== The problem ==
This exercise calls for every record to be set down again, exactly and in full.

Collected data entries
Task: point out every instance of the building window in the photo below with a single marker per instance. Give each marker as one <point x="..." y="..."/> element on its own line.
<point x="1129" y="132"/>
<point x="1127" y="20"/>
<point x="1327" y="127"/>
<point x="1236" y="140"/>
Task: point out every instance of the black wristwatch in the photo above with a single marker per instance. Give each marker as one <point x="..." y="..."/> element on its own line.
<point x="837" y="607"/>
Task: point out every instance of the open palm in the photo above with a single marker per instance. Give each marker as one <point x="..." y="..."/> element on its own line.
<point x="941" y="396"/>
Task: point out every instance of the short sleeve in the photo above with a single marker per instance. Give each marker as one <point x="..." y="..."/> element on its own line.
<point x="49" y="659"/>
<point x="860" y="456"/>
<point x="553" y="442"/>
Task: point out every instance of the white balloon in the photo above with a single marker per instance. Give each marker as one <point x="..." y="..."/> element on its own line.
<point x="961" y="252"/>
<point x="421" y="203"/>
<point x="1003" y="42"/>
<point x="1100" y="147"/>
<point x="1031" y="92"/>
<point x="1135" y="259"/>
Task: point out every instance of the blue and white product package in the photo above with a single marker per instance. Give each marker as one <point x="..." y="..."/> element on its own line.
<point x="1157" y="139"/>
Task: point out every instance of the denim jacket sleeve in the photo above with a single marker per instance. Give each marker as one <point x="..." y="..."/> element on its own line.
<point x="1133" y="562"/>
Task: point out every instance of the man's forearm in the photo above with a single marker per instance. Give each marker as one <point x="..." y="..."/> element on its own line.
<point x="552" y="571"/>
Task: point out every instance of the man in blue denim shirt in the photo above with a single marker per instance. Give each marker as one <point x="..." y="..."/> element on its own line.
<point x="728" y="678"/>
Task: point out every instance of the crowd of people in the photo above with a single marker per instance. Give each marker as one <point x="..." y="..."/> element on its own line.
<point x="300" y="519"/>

== Answer for the task ==
Task: point out every instance of the building window in the photo below with a single marker per instance. Give each marker as one <point x="..." y="..."/> element on its own line.
<point x="1129" y="132"/>
<point x="1127" y="20"/>
<point x="1327" y="127"/>
<point x="1236" y="140"/>
Task: point out every instance of the black wristwatch in the photo above with a single marker per instance. Give each marker as one <point x="..." y="..."/> element on its own line.
<point x="837" y="607"/>
Task: point out every instance of the open palm in the photo above with a single marker per instance. Give each marker as one <point x="..." y="..."/> element on its own line.
<point x="941" y="396"/>
Task: point out every instance of the short sleeve in the photo above with a single marker per instance. Give each marker as one <point x="..." y="..."/> element on its own line.
<point x="49" y="659"/>
<point x="860" y="456"/>
<point x="553" y="442"/>
Task: point out every instance of the white balloon in the photo above with a single marker per instance. Give each marker as one <point x="..." y="..."/> element on its own line.
<point x="961" y="252"/>
<point x="421" y="203"/>
<point x="1003" y="42"/>
<point x="1100" y="147"/>
<point x="1031" y="92"/>
<point x="1135" y="259"/>
Task: point out every instance of the blue and white product package in the photo above with a single marker per instance. Give each marker as one <point x="..." y="..."/> element on its own line.
<point x="1157" y="139"/>
Task: point out every instance of the denim jacket sleeve in the photo above with a single marker per instance. Give each marker as one <point x="..." y="..."/> element on its own line.
<point x="1133" y="562"/>
Task: point out every instance of the man's forearm in the photo above with a single marker per instance. Give each marker as one <point x="..." y="..."/> element on its own line.
<point x="552" y="571"/>
Task: point out every instance of the man in blue denim shirt in the photo above with a single marker per instance. Give each marker as one <point x="..." y="..."/> element on its own line.
<point x="728" y="678"/>
Task: point out every instance of the crowd of people in the photo above with a single marker per instance. Give each marker as one <point x="..." y="..."/> element on its own line.
<point x="300" y="519"/>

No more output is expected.